**Work order**
Give back the line containing "of the baseball" along with every line after it, exactly, until the entries end.

Stored data entries:
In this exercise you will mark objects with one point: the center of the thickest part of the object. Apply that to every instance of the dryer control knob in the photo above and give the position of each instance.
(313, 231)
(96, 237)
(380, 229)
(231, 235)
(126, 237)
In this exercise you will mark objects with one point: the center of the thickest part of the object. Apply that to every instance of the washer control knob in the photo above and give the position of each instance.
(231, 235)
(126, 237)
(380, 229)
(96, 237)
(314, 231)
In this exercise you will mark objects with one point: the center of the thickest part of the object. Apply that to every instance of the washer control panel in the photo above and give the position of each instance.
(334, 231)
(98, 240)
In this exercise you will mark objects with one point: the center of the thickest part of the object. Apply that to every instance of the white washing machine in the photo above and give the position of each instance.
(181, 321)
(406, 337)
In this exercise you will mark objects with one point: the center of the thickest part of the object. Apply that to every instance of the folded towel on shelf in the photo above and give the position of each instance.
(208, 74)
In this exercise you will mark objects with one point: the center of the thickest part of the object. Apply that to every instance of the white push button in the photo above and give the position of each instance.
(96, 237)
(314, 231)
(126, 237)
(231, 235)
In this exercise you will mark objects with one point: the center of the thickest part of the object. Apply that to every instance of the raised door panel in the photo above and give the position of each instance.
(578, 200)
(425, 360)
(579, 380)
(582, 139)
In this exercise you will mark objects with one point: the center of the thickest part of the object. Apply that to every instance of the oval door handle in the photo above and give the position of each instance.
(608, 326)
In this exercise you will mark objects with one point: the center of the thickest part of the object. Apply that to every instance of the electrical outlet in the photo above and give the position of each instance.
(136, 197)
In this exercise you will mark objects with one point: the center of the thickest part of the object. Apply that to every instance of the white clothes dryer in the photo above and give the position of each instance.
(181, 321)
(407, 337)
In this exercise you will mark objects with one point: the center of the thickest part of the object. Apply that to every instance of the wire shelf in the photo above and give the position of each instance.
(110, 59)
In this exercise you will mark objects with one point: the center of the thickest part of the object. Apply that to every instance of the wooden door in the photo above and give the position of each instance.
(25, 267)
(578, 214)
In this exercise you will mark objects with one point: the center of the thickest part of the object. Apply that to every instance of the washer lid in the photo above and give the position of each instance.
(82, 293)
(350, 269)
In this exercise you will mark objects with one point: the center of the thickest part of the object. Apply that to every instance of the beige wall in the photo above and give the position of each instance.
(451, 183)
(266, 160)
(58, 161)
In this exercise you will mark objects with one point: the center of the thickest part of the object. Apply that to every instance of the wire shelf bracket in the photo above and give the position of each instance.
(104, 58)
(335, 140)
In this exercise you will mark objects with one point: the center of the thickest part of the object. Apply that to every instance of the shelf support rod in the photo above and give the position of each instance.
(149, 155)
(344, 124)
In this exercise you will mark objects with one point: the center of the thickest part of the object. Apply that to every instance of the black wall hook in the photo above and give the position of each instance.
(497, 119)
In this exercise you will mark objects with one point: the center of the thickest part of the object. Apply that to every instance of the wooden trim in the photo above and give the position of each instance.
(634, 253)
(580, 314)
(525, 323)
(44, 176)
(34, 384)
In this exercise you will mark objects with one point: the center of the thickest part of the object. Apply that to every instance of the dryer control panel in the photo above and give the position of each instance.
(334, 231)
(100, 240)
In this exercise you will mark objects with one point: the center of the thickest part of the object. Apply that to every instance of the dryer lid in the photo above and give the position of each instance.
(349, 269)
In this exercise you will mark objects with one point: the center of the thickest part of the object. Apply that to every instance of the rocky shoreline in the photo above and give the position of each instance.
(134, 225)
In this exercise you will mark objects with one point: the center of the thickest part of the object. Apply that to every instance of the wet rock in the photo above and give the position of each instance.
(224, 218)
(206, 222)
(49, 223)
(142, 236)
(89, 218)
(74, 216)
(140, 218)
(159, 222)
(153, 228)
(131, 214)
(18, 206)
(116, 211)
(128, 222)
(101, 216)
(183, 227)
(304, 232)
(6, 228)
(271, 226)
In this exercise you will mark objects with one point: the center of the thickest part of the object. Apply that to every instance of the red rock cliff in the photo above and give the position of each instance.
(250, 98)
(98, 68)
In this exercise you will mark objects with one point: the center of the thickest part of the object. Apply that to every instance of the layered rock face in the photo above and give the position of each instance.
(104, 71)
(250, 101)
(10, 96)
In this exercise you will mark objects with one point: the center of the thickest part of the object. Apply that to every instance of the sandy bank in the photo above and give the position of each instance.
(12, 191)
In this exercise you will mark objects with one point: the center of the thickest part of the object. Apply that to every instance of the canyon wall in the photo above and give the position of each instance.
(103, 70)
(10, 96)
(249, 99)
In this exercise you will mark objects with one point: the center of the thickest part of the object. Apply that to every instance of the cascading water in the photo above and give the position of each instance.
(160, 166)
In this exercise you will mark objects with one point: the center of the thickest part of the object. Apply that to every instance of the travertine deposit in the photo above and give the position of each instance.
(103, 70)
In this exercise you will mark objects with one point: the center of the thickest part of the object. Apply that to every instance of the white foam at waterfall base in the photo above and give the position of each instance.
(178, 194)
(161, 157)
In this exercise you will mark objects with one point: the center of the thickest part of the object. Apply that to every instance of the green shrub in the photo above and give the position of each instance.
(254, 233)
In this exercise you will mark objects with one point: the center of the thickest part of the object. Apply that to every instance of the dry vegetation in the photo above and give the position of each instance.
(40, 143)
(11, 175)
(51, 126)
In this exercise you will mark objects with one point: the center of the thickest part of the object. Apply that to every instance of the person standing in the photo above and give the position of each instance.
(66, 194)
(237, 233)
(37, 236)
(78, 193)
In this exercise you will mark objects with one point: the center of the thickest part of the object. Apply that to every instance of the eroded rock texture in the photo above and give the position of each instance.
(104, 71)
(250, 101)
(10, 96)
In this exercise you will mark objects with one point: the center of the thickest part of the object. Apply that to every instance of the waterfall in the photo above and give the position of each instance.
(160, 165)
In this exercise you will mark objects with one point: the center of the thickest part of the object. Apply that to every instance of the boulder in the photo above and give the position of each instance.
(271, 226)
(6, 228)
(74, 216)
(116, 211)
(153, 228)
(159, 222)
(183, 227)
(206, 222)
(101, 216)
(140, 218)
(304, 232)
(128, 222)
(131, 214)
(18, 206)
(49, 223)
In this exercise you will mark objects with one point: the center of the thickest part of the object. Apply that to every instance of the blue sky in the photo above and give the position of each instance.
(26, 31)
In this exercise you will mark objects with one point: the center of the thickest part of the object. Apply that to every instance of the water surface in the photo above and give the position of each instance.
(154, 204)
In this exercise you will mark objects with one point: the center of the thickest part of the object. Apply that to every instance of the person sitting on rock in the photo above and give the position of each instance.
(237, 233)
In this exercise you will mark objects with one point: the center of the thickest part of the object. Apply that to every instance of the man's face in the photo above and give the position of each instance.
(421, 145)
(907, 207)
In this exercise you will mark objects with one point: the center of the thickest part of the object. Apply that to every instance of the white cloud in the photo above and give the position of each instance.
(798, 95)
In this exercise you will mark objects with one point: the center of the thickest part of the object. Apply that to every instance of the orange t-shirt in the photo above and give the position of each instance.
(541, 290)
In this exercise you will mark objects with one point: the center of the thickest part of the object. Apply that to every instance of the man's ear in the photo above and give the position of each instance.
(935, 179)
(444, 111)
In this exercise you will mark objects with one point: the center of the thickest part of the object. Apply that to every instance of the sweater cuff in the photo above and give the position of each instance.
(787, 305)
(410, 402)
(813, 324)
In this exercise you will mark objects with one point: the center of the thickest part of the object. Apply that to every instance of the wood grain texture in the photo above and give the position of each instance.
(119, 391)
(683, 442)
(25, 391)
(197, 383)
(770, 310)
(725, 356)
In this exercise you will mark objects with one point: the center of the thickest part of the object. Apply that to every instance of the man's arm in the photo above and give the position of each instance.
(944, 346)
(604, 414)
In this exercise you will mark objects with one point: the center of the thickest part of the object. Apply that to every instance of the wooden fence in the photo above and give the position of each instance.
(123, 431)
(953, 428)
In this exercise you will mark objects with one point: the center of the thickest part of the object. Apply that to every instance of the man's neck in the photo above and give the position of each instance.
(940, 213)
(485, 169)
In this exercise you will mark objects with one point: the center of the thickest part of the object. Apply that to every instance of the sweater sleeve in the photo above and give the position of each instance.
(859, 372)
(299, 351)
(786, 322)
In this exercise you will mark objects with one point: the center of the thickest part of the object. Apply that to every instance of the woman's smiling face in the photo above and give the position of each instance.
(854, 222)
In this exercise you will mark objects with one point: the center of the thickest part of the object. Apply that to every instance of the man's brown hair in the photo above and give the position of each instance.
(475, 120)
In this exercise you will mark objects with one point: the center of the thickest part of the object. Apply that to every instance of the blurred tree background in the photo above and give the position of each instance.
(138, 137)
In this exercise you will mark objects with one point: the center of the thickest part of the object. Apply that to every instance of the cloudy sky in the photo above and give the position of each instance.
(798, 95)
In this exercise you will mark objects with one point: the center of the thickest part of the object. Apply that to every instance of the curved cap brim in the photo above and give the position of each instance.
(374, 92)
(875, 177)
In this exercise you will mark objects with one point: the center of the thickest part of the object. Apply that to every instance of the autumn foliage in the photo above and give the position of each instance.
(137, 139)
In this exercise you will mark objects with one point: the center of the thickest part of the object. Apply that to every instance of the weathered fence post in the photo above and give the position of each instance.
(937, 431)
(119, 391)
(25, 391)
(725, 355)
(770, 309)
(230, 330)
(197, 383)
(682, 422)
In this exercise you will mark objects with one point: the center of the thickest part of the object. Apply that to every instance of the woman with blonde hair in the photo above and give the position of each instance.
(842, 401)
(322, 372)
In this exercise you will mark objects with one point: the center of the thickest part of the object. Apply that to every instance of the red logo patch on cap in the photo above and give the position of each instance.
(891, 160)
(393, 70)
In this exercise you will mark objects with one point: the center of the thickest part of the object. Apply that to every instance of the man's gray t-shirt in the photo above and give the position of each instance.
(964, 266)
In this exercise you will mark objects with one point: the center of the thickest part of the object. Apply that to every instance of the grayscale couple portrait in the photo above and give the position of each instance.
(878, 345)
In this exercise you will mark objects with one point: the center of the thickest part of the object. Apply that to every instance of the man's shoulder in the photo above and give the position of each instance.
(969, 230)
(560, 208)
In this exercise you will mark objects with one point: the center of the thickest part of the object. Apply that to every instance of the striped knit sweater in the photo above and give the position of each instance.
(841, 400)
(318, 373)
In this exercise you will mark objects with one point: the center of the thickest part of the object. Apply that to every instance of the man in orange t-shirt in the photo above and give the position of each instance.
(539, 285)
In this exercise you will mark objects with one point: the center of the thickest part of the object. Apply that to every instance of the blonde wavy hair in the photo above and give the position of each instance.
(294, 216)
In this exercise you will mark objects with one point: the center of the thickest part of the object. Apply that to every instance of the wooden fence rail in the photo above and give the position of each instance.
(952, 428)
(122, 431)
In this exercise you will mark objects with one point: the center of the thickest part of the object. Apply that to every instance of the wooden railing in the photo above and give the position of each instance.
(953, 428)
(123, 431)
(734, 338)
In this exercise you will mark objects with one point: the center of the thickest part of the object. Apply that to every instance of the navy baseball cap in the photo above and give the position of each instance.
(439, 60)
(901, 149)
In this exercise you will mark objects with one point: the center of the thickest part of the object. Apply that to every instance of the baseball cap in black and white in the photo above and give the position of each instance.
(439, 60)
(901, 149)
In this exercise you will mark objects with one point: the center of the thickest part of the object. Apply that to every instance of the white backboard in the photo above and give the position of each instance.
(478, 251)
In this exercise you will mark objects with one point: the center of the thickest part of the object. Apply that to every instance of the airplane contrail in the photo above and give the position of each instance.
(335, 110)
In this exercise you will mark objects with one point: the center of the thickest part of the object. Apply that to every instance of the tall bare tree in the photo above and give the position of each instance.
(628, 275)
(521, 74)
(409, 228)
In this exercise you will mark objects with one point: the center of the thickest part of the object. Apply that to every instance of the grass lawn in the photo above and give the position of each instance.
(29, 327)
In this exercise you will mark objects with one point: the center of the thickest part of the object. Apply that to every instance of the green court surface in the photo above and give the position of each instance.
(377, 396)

**Answer section**
In this exercise you will mark objects with one point: the center of the thickest part of the object. Apply that to every instance of the baseball cap in black and white in the photo above and give the position of each instance.
(439, 60)
(901, 149)
In this exercise you will mark objects with one point: the center of the thickest part of the object. Apply that to every instance of the white backboard in the photo above and give the position of each instance.
(478, 251)
In this exercise you will mark objects with one point: the center of the thickest part of the object. Apply that to every instance of the airplane contrail in the photo above and give the position of each instance.
(335, 110)
In this exercise you will mark objects with one point: the center of the thickest part of the object. Apply that to every instance of the tall bare tree in the photo above and give the position of each instance.
(628, 275)
(521, 74)
(409, 228)
In this exercise you will mark objects with one point: the center of the thickest part of the object. Apply that to every instance of the grass lawn in the photo above and give the position of each instance.
(29, 327)
In this exercise you will mark objects with one point: the center of the thickest part of the object. Apply that to every instance of the green court surface in the photo above and give the position of each instance.
(377, 396)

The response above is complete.